* **HOW TO COMPLETE THIS TASK**: Please write out the line containing "of the metal" and each line after it through the end of the data, exactly, and nothing else.

* **DATA EXTRACT**:
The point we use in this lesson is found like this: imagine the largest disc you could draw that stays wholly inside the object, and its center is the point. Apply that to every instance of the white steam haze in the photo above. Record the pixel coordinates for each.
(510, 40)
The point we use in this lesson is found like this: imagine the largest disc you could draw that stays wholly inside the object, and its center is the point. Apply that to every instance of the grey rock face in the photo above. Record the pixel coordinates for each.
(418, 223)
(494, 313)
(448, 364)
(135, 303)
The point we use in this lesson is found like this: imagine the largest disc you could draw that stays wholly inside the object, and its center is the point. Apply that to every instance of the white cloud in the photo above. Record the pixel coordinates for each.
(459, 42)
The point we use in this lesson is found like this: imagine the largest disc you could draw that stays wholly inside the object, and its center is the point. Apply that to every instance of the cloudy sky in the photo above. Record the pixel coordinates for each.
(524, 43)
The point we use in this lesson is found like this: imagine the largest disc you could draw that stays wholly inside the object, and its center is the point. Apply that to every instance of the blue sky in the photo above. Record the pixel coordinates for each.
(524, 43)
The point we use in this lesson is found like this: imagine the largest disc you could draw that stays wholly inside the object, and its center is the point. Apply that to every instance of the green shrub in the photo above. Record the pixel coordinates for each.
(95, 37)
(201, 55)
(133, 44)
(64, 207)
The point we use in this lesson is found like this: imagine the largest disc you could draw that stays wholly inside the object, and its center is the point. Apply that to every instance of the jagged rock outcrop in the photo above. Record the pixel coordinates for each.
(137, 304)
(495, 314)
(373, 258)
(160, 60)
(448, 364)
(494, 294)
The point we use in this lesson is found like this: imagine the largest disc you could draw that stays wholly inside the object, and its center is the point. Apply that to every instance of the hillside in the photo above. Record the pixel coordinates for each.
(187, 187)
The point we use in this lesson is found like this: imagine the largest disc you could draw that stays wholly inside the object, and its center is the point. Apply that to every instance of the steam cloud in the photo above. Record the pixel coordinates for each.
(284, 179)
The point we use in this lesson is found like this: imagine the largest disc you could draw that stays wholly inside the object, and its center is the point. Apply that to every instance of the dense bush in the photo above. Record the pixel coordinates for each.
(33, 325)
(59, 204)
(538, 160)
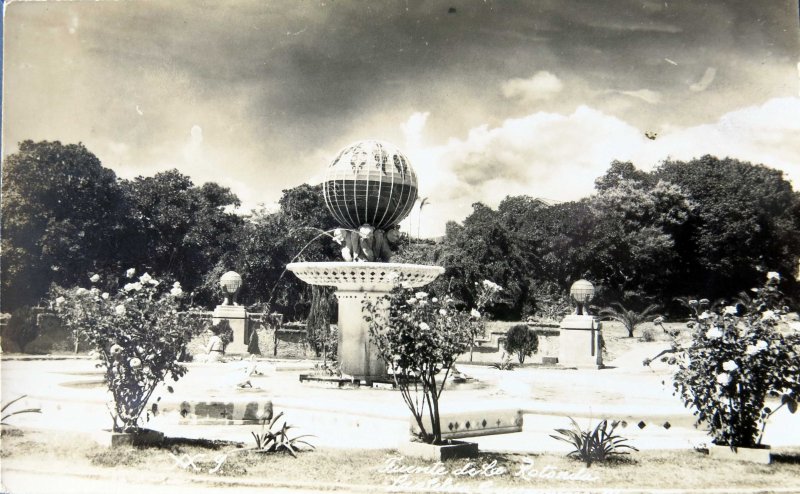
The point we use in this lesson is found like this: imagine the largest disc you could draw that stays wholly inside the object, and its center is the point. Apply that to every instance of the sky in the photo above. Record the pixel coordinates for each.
(486, 98)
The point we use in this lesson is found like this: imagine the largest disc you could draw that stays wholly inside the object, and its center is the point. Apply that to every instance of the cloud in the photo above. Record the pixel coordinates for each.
(646, 95)
(413, 127)
(705, 81)
(541, 86)
(556, 156)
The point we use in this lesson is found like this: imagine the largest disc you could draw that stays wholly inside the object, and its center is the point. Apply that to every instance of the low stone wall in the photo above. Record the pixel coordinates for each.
(490, 350)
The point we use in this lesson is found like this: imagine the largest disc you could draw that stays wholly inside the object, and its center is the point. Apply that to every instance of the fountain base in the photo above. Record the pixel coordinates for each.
(354, 283)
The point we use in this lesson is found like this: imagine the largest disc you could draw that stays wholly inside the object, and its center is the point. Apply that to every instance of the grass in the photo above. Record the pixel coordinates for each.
(190, 459)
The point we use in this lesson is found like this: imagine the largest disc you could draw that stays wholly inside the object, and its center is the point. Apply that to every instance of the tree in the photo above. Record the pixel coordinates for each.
(483, 249)
(63, 219)
(746, 221)
(520, 340)
(269, 240)
(632, 239)
(185, 229)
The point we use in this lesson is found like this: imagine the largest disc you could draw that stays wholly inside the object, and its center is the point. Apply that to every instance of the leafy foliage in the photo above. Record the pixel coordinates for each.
(420, 337)
(62, 213)
(139, 334)
(520, 340)
(628, 317)
(278, 440)
(594, 446)
(734, 359)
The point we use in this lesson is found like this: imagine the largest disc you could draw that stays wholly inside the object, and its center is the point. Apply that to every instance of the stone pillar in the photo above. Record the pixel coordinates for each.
(357, 356)
(579, 342)
(236, 315)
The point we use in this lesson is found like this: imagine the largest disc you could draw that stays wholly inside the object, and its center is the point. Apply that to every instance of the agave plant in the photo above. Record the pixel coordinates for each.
(629, 318)
(278, 440)
(504, 364)
(595, 446)
(4, 415)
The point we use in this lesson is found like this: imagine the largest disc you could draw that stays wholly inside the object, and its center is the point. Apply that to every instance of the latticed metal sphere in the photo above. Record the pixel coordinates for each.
(370, 182)
(230, 282)
(582, 291)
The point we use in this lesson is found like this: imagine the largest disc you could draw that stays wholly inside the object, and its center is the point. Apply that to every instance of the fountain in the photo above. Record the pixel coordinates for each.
(369, 188)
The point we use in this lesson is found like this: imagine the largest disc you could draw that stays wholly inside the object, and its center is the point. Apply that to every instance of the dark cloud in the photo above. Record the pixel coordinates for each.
(273, 83)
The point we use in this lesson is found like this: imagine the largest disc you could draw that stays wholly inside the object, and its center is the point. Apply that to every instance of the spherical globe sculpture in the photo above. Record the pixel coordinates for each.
(370, 183)
(370, 187)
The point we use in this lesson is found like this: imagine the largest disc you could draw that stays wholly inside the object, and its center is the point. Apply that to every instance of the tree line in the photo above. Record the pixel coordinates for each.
(708, 227)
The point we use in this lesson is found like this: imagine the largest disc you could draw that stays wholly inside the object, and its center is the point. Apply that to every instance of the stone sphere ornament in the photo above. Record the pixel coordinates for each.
(230, 283)
(581, 292)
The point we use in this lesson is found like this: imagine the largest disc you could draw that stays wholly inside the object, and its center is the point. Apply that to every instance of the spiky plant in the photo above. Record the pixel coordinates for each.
(628, 317)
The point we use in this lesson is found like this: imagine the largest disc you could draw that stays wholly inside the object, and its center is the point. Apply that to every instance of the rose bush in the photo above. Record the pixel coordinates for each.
(139, 334)
(734, 360)
(419, 337)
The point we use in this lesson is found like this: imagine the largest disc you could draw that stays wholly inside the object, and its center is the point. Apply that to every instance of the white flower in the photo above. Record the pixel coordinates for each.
(132, 286)
(729, 366)
(490, 285)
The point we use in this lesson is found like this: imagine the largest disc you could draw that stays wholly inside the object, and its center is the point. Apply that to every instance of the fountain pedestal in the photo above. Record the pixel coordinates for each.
(355, 282)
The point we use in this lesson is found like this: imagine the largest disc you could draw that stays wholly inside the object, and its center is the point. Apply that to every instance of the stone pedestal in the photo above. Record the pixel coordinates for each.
(356, 281)
(357, 355)
(236, 315)
(579, 342)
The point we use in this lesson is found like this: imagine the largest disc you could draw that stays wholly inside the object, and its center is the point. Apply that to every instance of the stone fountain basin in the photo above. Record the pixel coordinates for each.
(365, 276)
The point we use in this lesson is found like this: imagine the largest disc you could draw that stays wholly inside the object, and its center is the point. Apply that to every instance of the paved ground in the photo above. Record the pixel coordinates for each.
(72, 397)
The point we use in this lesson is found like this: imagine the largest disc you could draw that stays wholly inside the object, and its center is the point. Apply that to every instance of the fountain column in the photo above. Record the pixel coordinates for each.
(355, 282)
(369, 187)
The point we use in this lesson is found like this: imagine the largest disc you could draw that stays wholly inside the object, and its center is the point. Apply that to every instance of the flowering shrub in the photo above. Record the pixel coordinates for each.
(735, 359)
(139, 334)
(420, 338)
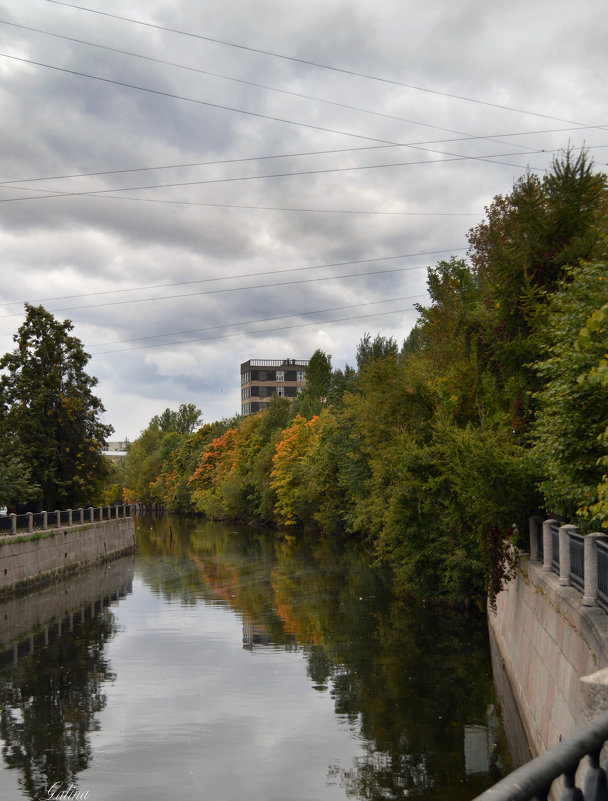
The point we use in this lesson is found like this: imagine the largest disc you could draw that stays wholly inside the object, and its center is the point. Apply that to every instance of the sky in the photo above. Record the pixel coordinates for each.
(196, 184)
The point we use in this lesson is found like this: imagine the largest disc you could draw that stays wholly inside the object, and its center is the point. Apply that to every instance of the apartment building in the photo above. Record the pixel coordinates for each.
(263, 378)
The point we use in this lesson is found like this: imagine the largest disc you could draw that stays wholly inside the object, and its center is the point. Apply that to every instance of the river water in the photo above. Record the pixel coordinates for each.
(224, 664)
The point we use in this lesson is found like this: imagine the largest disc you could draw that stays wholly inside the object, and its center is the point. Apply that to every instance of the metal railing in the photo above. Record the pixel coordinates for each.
(535, 779)
(579, 561)
(602, 574)
(576, 575)
(555, 544)
(37, 521)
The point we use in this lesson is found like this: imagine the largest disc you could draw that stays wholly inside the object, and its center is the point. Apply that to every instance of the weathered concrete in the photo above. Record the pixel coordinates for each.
(550, 644)
(39, 557)
(31, 620)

* **OUTPUT FOR THIS TASK**:
The point we use in this lesson is found like this: imagine the largest disc you could draw that stays wholly inside the object, and its center is the point. Apply that to every instance of the metal railing in the photo above. Record the pixel coordinates for each.
(535, 779)
(579, 561)
(602, 574)
(576, 575)
(555, 544)
(37, 521)
The point we use in this lesson is found like this: imagine the largest disc you could draw that stays wholly inside the object, and its center is the point. Apply that to every instance of the weathered concrete in the photo above. Record the pixel coordinates for each.
(550, 644)
(39, 557)
(31, 620)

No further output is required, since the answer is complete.